▸ Set tasks
1 - Reproduce the part of the article on teen role models between "Published: Tuesday, Sept." and "and collegiate stars.", inclusive.
2 - State whether each statement agrees with the article on teen role models, answering yes or no and quoting the deciding words: (a) teens named friends more often than teachers and coaches; (b) Addie Aiken is a sophomore at Roy High School; (c) Keilani Ricketts pitches right-handed.

====== Extract to read

For the Deseret News

Published: Tuesday, Sept. 17 2013 12:15 p.m. MDT

After “family,” teens mention teachers and coaches (11 percent), friends (9 percent), and pastors or other religious leaders they know personally (6 percent). It is notable that a majority of teens indicated that the people they most admire and imitate are those with whom they maintain a personal connection, friendship or interaction.

This is not to say that student athletes do not looking to pattern their careers after professional and collegiate stars.

"I love watching Steve Nash play," Natalie Mecham, former Davis High girls’ basketball standout, now with Idaho State, said in an email. "I notice the patience he has with his teammates, coaches and with himself. But what I admire the most is that He. Works. His. Butt. Off. I also loved that he still enjoyed the game. I want to develop that."

Current Roy High School softball player Addie Aiken, a sophomore, also looks up to a player whose game is similar to Aiken's own.

“I look up to (University of Oklahoma star and U.S. National Team member) Keilani Ricketts," Addie says, "because she is a lefty pitcher like me, is really athletic, and looks like she really loves the game.”

============
====== Source excerpt

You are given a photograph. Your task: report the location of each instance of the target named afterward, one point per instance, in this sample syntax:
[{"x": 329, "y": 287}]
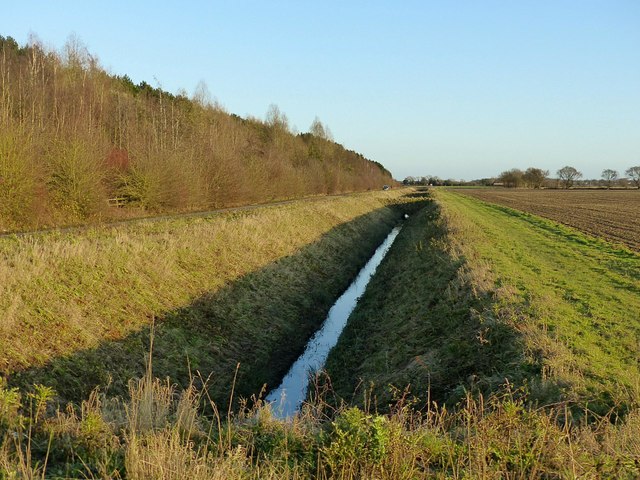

============

▸ Solution set
1 -
Published: Tuesday, Sept. 17 2013 12:15 p.m. MDT

After “family,” teens mention teachers and coaches (11 percent), friends (9 percent), and pastors or other religious leaders they know personally (6 percent). It is notable that a majority of teens indicated that the people they most admire and imitate are those with whom they maintain a personal connection, friendship or interaction.

This is not to say that student athletes do not looking to pattern their careers after professional and collegiate stars.

2 -
(a) No: "teachers and coaches (11 percent), friends (9 percent)"
(b) Yes: "Current Roy High School softball player Addie Aiken, a sophomore"
(c) No: "she is a lefty pitcher like me"